Assignment
Your answer should be the lines below from the one holding "(102, 1033)" through the one holding "groom's ear, that", copied exactly and with nothing else.

══════

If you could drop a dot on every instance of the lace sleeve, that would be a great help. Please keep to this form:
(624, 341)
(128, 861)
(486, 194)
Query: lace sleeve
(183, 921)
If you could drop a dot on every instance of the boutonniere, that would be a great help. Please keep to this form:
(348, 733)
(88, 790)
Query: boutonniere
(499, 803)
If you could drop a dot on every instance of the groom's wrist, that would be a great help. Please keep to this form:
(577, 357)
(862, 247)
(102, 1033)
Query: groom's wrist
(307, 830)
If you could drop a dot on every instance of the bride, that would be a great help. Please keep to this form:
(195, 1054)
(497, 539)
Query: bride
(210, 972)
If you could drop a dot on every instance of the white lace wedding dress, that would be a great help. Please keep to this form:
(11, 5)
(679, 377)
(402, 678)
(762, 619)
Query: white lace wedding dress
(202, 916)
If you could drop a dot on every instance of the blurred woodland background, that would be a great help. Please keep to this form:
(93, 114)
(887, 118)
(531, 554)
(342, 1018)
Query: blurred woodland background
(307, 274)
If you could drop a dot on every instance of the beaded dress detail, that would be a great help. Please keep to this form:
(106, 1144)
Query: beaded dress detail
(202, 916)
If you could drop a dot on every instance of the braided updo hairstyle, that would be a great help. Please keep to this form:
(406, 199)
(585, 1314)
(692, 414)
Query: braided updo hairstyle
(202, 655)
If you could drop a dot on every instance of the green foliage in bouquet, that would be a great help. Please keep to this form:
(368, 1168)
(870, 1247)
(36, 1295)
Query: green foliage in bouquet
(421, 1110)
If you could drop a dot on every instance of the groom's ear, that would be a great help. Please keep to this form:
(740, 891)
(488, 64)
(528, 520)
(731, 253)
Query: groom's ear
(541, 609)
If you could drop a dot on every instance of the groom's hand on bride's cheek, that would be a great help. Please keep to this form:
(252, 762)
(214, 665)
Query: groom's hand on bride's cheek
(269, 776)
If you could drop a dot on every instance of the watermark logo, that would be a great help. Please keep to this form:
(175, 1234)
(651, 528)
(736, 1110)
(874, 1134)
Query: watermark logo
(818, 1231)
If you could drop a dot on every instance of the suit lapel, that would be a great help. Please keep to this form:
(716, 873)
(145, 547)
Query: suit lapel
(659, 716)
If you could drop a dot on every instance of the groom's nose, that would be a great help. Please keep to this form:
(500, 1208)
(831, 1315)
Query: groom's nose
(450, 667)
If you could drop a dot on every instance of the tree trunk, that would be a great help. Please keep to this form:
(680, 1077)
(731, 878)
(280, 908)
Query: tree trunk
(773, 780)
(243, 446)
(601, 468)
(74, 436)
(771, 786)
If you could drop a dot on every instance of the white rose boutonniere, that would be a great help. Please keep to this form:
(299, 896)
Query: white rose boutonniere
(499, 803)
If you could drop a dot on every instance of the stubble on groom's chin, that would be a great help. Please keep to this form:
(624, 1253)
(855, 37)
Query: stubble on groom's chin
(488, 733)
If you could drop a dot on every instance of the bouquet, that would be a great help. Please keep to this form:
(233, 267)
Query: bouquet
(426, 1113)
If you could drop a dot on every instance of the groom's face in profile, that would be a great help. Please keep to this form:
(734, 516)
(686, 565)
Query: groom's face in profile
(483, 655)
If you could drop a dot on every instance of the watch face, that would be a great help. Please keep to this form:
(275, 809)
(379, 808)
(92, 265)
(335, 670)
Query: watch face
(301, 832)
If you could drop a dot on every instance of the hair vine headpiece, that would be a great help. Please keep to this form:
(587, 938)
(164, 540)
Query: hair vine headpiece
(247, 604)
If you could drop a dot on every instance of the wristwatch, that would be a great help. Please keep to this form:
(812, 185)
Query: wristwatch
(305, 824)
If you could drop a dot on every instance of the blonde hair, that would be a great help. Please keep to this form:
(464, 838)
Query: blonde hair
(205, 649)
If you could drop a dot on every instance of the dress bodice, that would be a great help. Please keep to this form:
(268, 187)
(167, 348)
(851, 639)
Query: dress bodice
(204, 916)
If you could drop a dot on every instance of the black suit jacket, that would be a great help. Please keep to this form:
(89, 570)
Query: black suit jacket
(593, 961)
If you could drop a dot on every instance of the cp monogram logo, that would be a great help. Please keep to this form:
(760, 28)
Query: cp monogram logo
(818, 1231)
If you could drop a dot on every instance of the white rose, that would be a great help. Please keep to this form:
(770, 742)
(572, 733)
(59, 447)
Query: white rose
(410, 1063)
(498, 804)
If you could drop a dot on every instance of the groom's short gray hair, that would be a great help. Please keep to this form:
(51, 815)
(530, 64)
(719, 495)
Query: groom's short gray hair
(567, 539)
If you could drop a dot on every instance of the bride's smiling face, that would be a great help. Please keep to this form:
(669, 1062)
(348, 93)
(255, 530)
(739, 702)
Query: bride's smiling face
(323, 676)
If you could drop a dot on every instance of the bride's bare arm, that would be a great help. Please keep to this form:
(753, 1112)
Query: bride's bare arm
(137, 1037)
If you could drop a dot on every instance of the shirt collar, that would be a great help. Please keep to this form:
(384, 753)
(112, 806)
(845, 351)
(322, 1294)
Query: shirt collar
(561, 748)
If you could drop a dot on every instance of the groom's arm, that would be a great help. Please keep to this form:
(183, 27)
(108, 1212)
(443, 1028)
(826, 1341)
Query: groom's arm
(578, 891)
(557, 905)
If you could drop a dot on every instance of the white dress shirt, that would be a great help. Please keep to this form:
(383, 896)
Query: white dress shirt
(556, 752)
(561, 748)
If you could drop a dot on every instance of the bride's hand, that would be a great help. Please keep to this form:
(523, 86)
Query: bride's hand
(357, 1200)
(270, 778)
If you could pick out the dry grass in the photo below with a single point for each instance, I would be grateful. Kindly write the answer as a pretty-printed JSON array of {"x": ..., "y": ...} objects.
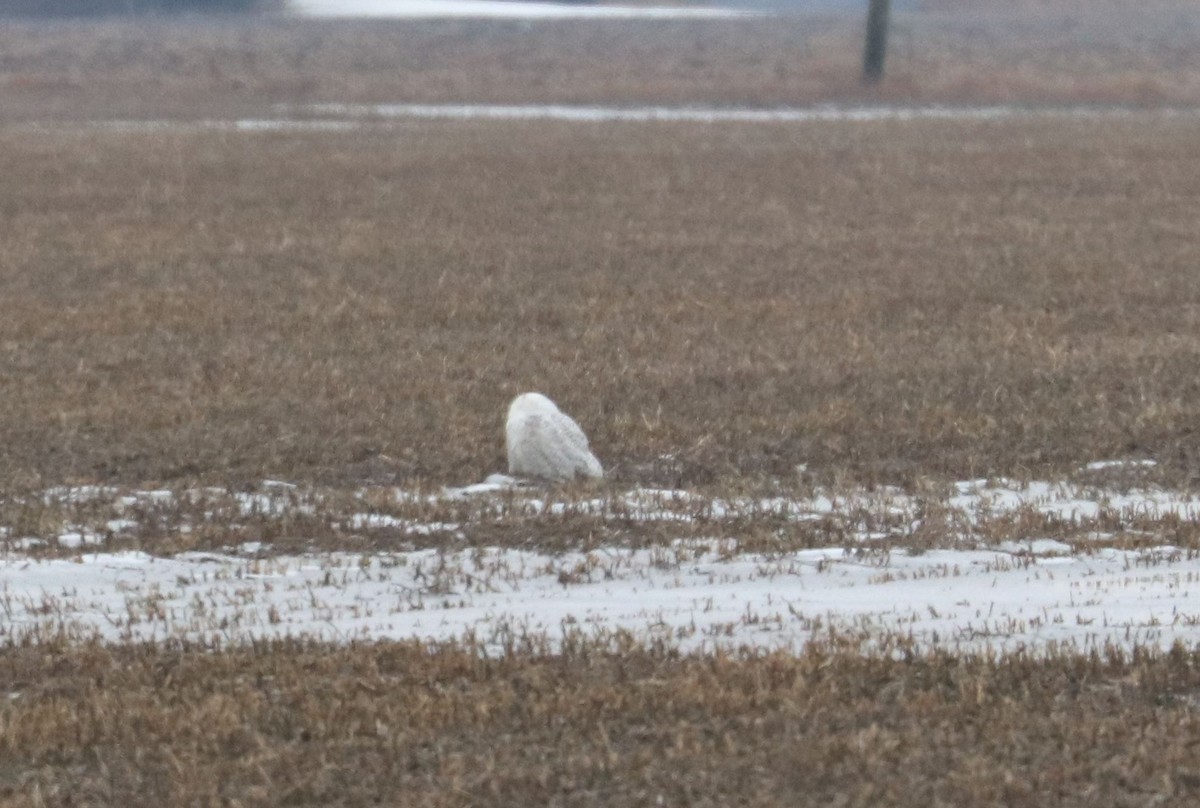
[
  {"x": 714, "y": 304},
  {"x": 889, "y": 303},
  {"x": 606, "y": 723},
  {"x": 162, "y": 67}
]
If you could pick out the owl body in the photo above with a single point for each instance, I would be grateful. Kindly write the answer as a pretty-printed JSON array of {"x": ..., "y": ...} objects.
[{"x": 546, "y": 443}]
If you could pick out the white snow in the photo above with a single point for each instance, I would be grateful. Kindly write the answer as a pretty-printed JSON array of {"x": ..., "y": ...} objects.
[
  {"x": 503, "y": 10},
  {"x": 694, "y": 593},
  {"x": 333, "y": 118},
  {"x": 1038, "y": 593}
]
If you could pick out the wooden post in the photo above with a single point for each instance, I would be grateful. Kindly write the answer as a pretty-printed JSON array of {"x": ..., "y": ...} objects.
[{"x": 876, "y": 40}]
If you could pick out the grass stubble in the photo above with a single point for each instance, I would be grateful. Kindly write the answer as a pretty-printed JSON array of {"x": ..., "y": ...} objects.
[{"x": 888, "y": 304}]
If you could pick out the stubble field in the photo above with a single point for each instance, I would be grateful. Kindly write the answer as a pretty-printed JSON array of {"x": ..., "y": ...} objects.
[{"x": 733, "y": 312}]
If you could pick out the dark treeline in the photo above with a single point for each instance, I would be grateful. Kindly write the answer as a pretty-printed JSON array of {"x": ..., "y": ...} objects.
[{"x": 107, "y": 7}]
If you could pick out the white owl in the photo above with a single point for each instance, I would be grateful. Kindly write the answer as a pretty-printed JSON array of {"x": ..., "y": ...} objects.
[{"x": 545, "y": 443}]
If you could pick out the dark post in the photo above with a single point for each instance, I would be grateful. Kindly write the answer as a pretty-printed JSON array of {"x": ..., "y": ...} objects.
[{"x": 876, "y": 40}]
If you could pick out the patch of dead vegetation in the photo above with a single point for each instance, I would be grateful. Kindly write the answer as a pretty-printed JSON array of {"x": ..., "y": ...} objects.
[
  {"x": 165, "y": 67},
  {"x": 719, "y": 305},
  {"x": 604, "y": 723}
]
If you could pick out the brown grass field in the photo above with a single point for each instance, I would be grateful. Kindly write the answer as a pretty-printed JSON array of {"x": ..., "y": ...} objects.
[{"x": 893, "y": 303}]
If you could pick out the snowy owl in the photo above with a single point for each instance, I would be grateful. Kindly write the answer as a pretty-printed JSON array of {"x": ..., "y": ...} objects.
[{"x": 545, "y": 443}]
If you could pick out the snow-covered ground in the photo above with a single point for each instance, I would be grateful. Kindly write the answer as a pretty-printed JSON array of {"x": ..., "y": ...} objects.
[
  {"x": 694, "y": 593},
  {"x": 700, "y": 593},
  {"x": 357, "y": 117},
  {"x": 497, "y": 10}
]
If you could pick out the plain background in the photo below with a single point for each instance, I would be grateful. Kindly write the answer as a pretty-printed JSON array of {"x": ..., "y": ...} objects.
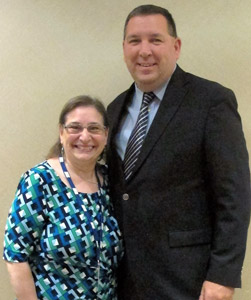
[{"x": 53, "y": 50}]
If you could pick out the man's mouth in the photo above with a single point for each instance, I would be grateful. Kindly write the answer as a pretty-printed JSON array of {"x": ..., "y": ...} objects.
[{"x": 146, "y": 65}]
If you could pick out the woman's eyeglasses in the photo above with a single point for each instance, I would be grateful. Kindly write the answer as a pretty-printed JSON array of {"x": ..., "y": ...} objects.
[{"x": 92, "y": 128}]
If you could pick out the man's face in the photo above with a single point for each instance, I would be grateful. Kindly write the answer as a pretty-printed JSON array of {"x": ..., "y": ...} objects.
[{"x": 150, "y": 52}]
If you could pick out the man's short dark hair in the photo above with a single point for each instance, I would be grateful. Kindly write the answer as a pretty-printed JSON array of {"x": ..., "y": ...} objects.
[{"x": 146, "y": 10}]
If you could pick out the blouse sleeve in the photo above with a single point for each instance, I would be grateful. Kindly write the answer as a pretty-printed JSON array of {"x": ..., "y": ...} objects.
[{"x": 26, "y": 219}]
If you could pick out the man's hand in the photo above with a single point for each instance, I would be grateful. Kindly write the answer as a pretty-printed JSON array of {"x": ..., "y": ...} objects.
[{"x": 214, "y": 291}]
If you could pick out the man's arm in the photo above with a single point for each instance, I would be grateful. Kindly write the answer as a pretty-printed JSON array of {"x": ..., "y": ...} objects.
[
  {"x": 214, "y": 291},
  {"x": 229, "y": 181}
]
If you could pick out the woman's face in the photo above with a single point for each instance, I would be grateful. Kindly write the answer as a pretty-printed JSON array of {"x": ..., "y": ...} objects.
[{"x": 82, "y": 144}]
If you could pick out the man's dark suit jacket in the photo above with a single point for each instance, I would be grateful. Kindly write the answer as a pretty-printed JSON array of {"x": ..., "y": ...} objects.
[{"x": 185, "y": 210}]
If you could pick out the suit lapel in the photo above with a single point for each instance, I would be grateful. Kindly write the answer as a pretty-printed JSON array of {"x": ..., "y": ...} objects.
[{"x": 170, "y": 104}]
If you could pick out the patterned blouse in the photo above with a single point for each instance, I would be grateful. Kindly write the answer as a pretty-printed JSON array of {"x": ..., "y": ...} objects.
[{"x": 62, "y": 236}]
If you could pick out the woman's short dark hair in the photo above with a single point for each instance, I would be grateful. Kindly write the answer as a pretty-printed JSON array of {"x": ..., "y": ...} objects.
[
  {"x": 79, "y": 101},
  {"x": 146, "y": 10}
]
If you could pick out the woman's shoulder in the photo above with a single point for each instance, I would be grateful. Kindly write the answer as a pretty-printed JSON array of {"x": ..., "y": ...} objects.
[{"x": 38, "y": 170}]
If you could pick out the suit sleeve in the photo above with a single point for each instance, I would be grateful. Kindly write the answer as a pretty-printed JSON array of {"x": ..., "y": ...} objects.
[{"x": 229, "y": 179}]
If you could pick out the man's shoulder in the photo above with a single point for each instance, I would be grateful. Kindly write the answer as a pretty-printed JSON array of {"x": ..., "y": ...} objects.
[
  {"x": 198, "y": 82},
  {"x": 121, "y": 97}
]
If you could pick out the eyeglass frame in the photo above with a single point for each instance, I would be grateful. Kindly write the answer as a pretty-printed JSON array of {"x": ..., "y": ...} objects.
[{"x": 81, "y": 127}]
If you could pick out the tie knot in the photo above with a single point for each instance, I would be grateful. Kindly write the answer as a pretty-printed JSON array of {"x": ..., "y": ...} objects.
[{"x": 148, "y": 97}]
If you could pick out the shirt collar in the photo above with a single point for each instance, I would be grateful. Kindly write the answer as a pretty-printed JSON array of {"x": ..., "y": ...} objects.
[{"x": 159, "y": 93}]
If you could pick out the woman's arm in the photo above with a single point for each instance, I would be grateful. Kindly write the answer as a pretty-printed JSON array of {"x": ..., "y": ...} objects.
[{"x": 22, "y": 280}]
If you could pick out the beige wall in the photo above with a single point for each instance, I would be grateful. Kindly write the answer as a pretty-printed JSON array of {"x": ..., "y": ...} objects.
[{"x": 52, "y": 50}]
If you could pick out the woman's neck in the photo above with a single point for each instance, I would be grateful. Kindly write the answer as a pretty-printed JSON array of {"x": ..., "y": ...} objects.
[{"x": 81, "y": 171}]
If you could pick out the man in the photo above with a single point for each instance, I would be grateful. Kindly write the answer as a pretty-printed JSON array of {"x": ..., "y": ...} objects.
[{"x": 183, "y": 196}]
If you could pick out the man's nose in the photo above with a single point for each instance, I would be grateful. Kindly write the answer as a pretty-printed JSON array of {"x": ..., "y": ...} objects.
[{"x": 145, "y": 49}]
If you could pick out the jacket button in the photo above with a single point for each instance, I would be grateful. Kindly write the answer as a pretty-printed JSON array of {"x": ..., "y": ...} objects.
[{"x": 125, "y": 197}]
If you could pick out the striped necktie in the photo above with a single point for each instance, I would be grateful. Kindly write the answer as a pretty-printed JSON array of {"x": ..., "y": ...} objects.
[{"x": 137, "y": 136}]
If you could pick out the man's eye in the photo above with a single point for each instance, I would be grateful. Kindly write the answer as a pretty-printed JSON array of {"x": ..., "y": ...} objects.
[{"x": 134, "y": 41}]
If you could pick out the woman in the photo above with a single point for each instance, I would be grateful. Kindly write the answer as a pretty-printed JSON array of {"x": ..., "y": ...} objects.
[{"x": 61, "y": 240}]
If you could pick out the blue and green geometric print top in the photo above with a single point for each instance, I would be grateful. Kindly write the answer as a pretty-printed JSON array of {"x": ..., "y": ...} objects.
[{"x": 57, "y": 234}]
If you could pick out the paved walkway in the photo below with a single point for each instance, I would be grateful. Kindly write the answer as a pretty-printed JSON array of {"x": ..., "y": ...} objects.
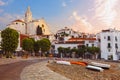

══════

Written solution
(102, 1033)
Query: groom's wrist
(307, 830)
If you could drop a dot on every instance of the bride, that would be a great help. Please keep to this form:
(195, 1054)
(497, 539)
Query: bride
(210, 972)
If you could drop a dot on every instance of the white lace wedding dress, that would be a great help. Please keep to this form:
(11, 5)
(679, 377)
(402, 678)
(762, 619)
Query: white lace wedding dress
(202, 916)
If you could drop a dot on every instance of the blurred woodland background, that would be a great help. Please keep to this form:
(93, 114)
(887, 118)
(531, 554)
(342, 1018)
Query: blurred woodland background
(307, 274)
If you could drop a dot on every instance of the beaded dress detail, that would be a great help. Please keep to this form:
(106, 1144)
Query: beaded dress detail
(202, 916)
If you could drop a dot on every instance of the braided updo hairstyle, that would be a great help. Please keep to this form:
(406, 199)
(585, 1314)
(692, 414)
Query: braided updo hairstyle
(202, 655)
If you could drop a dot on every instance of the green foliage in bouquet, that would be a great help. Please keep to this form:
(368, 1168)
(870, 1247)
(36, 1295)
Query: green foliage in bouquet
(421, 1110)
If you could drop a dot on every instance of the groom's ear, that would be a great help. Please keep to this form:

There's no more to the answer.